* Çıkarılan metin
*****
Ne trajiktir ki, vahdet/birlik bugün Müslümanların gündeminden büyük oranda çıkmış bulunuyor. Çoğu kimse bunu açıktan söylediği gibi, bazıları da söylemese de Müslümanların birlik olacağına inanmıyor. İslam’ın bu en temel şiarına Müslümanların inancının kalmadığı bir dönemde yaşıyoruz. Bu, İsrail’in varlığından daha büyük bir felaket değil mi? İsrail de zaten bu felaketin sonucu değil mi? Önce “Müslümanlar kardeştir” diyen sonra kimi Sünni, kimi Şii; kimi Türk, kimi Arap olduğu için kardeşlikten dışlanan bir anlayış hüküm sürüyor. Bu anlayışı bize kim yükledi? Avrupa’yla birlik olabileceğimize inanan ama İslam ülkeleriyle birlik olamayacağımıza bizi ikna edenler kimler?

İkinci verdiğim ayette bir noktaya dikkatinizi çekmek istiyorum ki, bu ayet Müslümanlar arasında meşhur olan bir ayettir. Deniyor ki; “…Hani bir zamanlar, birbirinize düşmandınız da O’nun kalplerinizi kaynaştırması sayesinde kardeş oldunuz.”

Kalpler Allah’ın elindedir. Hz. Muhammed (S.A.V.) Medine’ye vardığında ilk iş olarak bu topluluklar arasındaki düşmanlığı bitirdi. Allah’ın rahmeti ve inayetiyle onları kardeşliğe çağırdı. Kuşkusuz bu çağrı yeterli değildir. Bizi birbirimize kardeş yapacak olan, kalplerimizin arasına ülfet verecek olan Allah’tır. Ama kalplerin de bu amaca yönelmesi, bunu istemesi gerekir. Başımızdakilerin de kalpleri bu amaca yöneltmesi için çaba sarf etmesi gerekir. Soruyorum: Âlimlerimiz, hocalarımız, hocaefendilerimiz ağızlarını açtığında kalplerin birbirine yakınlaşması için mi konuşuyor, yoksa birbirinden uzaklaşması için mi? İsrail kutsallarımıza üstelik Ramazan ayı boyunca hemen her gün saldırıda bulunurken âlimlerimiz, hocaefendilerimiz tabelalarına ne anlattılar? Eğer bugün Müslümanlar arasında vahdet ve birlik yoksa bunun ilk sorumlusu kendilerini dinlemek için gelen o samimi insanların kalplerine İsrail ve ABD emperyalizmine karşı direnmeyi değil de, mezhepçilik ve kavmiyetçilik tohumlarını eken âlimlerdir. Belki de o yüzden “Âlimin fesadı, âlemin ifsadıdır” denmiştir. Bu âlimlerimiz büyük bir sorumluluk altındadır. Niyazımız odur ki, âlimlerimizin hepsi “Âlimin ölümü, âlemin ölümü gibidir” sözünde işaret edilen âlimler gibi olsun. Böyle olan, böyle olmaya çalışan âlimlerimiz de var; yer gök durdukça onlara selam olsun.
*****
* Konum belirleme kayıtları
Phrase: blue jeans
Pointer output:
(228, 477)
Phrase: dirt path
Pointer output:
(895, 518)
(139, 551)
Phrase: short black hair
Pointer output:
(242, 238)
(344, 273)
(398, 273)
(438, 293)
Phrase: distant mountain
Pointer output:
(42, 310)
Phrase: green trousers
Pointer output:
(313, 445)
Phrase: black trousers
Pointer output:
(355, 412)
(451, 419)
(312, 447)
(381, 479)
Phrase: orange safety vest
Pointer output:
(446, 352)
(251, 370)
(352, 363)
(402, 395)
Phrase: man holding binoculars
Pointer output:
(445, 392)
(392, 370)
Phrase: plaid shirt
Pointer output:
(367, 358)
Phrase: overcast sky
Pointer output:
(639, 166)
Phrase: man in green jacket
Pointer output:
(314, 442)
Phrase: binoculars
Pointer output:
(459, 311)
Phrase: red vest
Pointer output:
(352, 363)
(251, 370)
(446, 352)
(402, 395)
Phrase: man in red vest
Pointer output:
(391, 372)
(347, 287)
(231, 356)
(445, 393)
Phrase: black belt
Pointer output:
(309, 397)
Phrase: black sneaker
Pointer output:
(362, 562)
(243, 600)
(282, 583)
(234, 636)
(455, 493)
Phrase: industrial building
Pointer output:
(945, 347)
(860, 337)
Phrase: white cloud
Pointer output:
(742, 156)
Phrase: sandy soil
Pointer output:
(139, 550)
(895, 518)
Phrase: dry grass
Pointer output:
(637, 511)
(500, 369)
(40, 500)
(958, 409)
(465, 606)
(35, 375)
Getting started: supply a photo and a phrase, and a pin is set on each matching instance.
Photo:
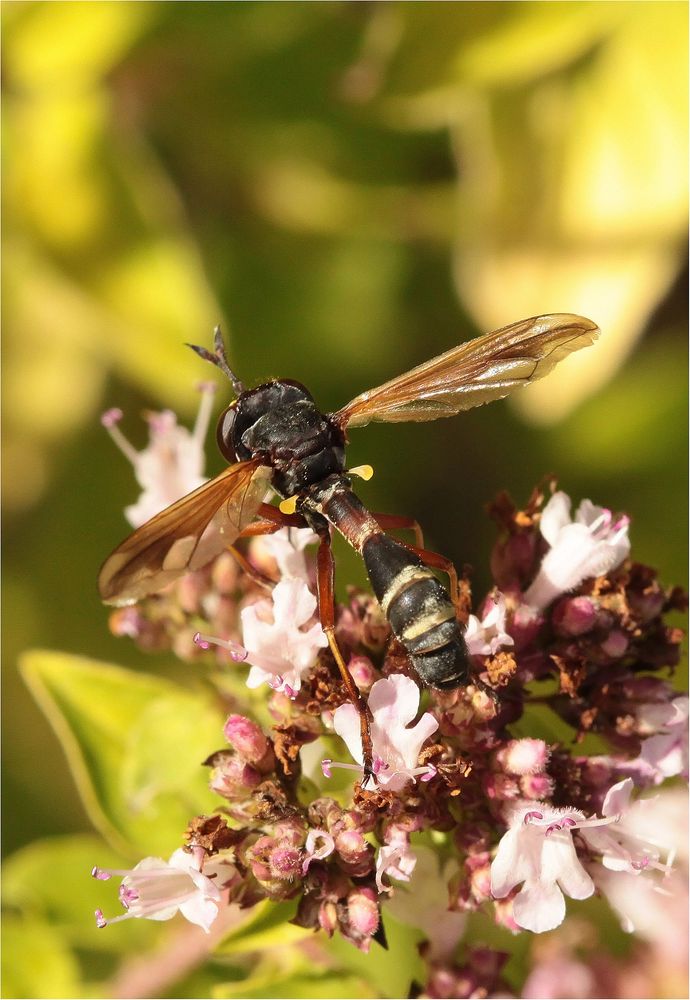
*****
* Alıştırma yönergeleri
1: Çıkarılan metne göre İsrail kutsallara hangi ay boyunca hemen her gün saldırıda bulundu?
2: Çıkarılan metinde "Ne trajiktir ki, vahdet/birlik" ifadesinden başlayıp "ikna edenler kimler?" ifadesine kadar uzanan her şeyi olduğu gibi alıntılayın.

* Verilen yanıtlar
1: Ramazan ayı boyunca.

2:
Ne trajiktir ki, vahdet/birlik bugün Müslümanların gündeminden büyük oranda çıkmış bulunuyor. Çoğu kimse bunu açıktan söylediği gibi, bazıları da söylemese de Müslümanların birlik olacağına inanmıyor. İslam’ın bu en temel şiarına Müslümanların inancının kalmadığı bir dönemde yaşıyoruz. Bu, İsrail’in varlığından daha büyük bir felaket değil mi? İsrail de zaten bu felaketin sonucu değil mi? Önce “Müslümanlar kardeştir” diyen sonra kimi Sünni, kimi Şii; kimi Türk, kimi Arap olduğu için kardeşlikten dışlanan bir anlayış hüküm sürüyor. Bu anlayışı bize kim yükledi? Avrupa’yla birlik olabileceğimize inanan ama İslam ülkeleriyle birlik olamayacağımıza bizi ikna edenler kimler?